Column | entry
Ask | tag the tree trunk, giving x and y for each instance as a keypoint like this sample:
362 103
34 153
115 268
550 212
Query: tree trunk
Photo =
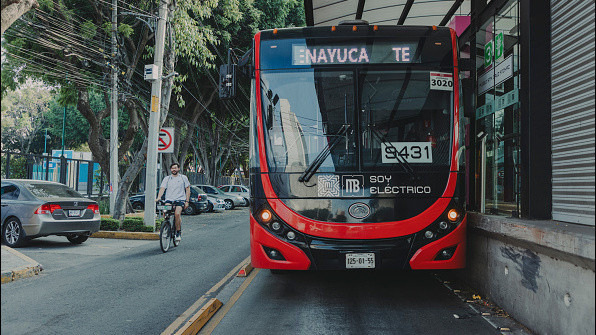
13 9
126 181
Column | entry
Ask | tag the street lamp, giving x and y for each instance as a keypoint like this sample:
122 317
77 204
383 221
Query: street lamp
45 142
63 124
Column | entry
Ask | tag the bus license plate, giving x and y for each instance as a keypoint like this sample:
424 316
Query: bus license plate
360 261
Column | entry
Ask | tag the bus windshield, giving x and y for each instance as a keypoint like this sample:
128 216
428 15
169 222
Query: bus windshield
349 120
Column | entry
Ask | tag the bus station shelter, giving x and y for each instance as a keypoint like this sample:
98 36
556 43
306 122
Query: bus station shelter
527 71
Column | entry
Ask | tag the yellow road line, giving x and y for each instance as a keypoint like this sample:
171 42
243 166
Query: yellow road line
180 320
201 318
226 308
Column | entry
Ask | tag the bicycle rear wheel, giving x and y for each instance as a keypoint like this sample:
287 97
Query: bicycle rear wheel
165 235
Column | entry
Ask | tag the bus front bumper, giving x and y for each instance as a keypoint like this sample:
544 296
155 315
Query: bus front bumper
330 254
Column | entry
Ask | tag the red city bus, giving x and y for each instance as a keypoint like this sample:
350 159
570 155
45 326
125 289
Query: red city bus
354 149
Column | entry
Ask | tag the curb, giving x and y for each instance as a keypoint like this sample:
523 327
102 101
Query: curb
125 235
194 325
29 271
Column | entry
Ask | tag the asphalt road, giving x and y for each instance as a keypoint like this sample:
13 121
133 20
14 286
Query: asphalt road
123 286
107 286
355 302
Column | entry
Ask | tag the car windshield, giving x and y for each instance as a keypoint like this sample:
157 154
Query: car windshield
43 190
209 190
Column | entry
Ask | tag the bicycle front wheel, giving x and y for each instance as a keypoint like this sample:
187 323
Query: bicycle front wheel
165 235
174 233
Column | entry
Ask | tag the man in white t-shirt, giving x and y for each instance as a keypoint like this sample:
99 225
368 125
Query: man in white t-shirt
177 188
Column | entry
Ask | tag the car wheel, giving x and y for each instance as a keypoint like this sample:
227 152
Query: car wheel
190 210
12 233
77 238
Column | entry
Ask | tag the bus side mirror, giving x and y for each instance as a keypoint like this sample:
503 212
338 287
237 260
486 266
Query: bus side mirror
227 81
269 122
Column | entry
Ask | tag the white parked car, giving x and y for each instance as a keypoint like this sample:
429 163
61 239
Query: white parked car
238 190
215 204
230 200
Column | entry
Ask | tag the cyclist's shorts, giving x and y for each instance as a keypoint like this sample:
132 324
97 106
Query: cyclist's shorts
176 202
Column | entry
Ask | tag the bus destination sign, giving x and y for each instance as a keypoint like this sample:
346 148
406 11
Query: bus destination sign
354 54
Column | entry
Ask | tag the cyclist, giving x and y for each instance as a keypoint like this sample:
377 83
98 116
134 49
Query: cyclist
177 188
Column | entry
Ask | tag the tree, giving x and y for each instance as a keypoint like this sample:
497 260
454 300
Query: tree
23 115
216 132
13 9
63 43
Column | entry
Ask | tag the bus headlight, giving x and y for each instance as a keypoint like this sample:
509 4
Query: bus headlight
276 226
452 215
266 215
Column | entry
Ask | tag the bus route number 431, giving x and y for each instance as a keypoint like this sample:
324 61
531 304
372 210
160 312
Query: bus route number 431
360 261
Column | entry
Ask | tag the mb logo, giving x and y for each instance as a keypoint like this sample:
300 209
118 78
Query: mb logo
353 186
+++
__Exercise details__.
Would you copy out each line of the records above where the word "trunk" occurs?

__Finished task__.
Ask | tag the tree trunk, giving x and y for each instance as a keypoint like this sample:
Query: tree trunk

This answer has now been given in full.